(Image box annotation records)
· · · · ·
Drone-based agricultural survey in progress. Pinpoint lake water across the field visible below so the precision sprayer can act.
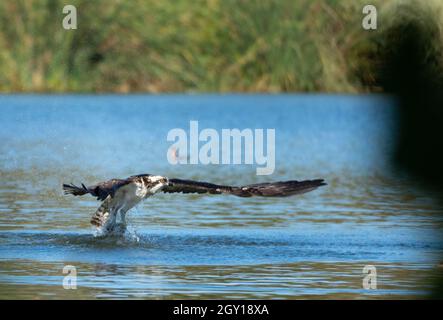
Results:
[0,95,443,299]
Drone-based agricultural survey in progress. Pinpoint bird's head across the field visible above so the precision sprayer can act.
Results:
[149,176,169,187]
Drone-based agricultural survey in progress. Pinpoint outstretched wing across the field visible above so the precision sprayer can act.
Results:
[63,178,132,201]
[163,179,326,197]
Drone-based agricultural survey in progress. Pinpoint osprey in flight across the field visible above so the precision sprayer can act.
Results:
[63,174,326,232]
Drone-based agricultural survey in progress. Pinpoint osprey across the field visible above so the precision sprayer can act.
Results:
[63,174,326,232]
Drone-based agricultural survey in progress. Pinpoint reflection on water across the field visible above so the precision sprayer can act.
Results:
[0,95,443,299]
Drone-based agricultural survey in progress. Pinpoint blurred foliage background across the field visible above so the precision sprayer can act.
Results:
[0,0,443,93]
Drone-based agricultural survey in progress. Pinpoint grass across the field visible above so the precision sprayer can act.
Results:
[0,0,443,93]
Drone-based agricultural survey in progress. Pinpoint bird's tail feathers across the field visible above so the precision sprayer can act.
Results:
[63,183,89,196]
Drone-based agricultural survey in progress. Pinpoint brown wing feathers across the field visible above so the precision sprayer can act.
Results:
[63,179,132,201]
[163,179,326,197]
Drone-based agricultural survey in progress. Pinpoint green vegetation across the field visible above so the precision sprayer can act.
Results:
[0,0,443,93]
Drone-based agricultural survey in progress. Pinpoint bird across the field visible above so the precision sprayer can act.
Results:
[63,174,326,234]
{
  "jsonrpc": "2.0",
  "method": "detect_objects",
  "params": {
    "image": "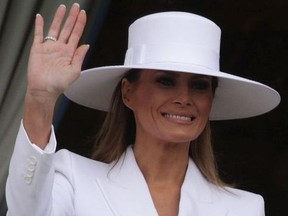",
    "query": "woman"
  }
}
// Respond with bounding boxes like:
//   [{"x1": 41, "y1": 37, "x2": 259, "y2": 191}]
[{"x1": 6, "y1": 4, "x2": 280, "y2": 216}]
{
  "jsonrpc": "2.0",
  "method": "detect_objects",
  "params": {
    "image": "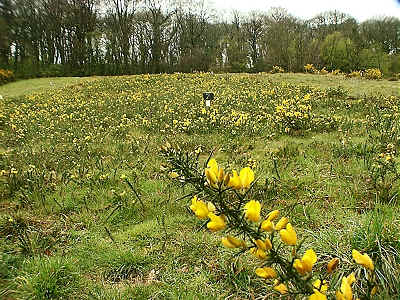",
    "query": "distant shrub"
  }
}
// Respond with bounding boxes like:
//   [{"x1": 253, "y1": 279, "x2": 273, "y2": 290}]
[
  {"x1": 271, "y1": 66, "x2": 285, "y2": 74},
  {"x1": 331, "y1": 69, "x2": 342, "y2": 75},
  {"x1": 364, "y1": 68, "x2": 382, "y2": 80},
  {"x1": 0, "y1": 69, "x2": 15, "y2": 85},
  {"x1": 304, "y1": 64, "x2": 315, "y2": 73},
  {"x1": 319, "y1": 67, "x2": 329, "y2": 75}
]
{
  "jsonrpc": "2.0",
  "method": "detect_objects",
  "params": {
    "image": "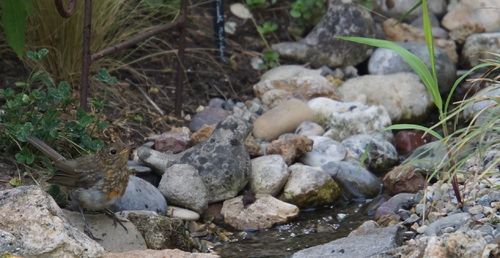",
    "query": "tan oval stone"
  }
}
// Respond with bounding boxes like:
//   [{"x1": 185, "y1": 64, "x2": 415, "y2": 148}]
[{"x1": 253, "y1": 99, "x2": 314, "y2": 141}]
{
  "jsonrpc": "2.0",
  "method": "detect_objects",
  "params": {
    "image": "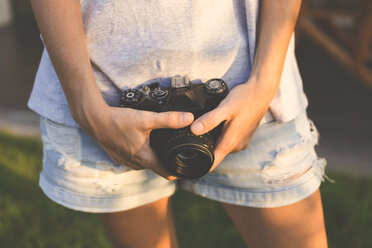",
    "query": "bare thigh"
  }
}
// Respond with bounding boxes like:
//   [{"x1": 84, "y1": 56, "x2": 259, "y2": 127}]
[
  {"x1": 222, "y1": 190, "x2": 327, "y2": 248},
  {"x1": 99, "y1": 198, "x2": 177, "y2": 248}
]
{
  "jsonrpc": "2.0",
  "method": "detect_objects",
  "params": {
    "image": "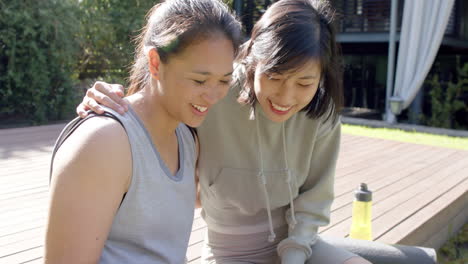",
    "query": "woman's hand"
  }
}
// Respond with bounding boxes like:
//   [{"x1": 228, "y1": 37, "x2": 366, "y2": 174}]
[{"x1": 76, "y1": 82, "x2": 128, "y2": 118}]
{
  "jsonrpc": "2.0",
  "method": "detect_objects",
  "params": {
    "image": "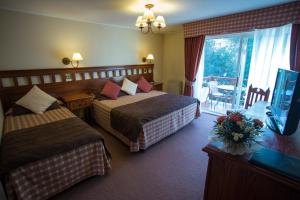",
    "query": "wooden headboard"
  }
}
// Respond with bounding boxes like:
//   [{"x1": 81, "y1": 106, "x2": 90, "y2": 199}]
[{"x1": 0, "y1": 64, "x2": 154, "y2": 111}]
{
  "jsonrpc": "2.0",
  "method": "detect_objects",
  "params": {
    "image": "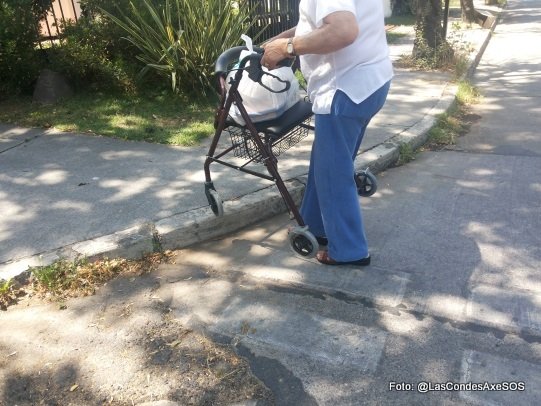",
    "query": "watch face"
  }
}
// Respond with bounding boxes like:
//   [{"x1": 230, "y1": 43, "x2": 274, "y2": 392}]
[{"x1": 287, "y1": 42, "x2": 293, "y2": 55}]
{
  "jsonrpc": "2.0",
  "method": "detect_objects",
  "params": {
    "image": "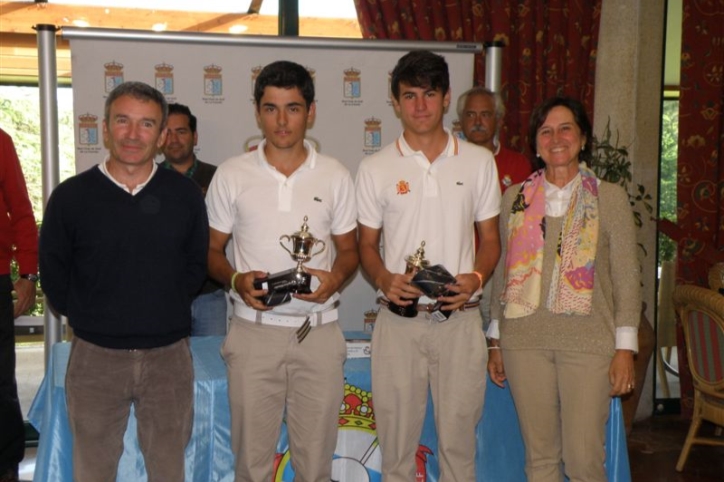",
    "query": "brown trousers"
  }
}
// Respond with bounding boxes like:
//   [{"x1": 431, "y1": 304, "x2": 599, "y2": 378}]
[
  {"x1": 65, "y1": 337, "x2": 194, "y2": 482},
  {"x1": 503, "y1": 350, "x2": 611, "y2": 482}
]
· · · · ·
### THE PROBLEM
List every line of the records that contains the string "based".

### OUTPUT FOR THIS TASK
Drone-based agricultural survey in progress. Pinpoint lake water across the field visible below so the precision sprayer can act.
Drone-based agricultural survey in progress. Pinpoint bird's head across the field visible above so the precision sprayer can act.
Drone-based agricultural survey in progress. Pinpoint outstretched wing across the field visible above so the precision sprayer can act.
Drone-based agricultural survey in progress. Pinpoint osprey in flight across the field visible above so the precision sprayer can act.
Drone-based agricultural survey in progress. Pinpoint osprey across the field visible above so the precision sprayer can act.
Drone-based agricultural survey in progress. Pinpoint reflection on water across the field visible above so the precision sprayer can act.
Drone-based agricultural survey in progress. Pinpoint blurred foliage background across the field visible above so the precision sprayer can act.
Drone-based agricultural survey in progress. Pinpoint grass across the field visible above so the precision sprayer can act.
Drone-based agricultural survey in progress. Pinpoint bird's tail feathers across the field visible above so the precision sprayer can act.
Drone-based agricultural survey in progress. Pinpoint brown wing feathers across the field visible above so the precision sprayer can act.
Drone-based agricultural survey in progress. Pinpoint green vegetation across the field visible above so the precision sprayer can act.
Drone-based agricultural survey in progress. Pinpoint bird across the field visible above so the precision sprayer can act.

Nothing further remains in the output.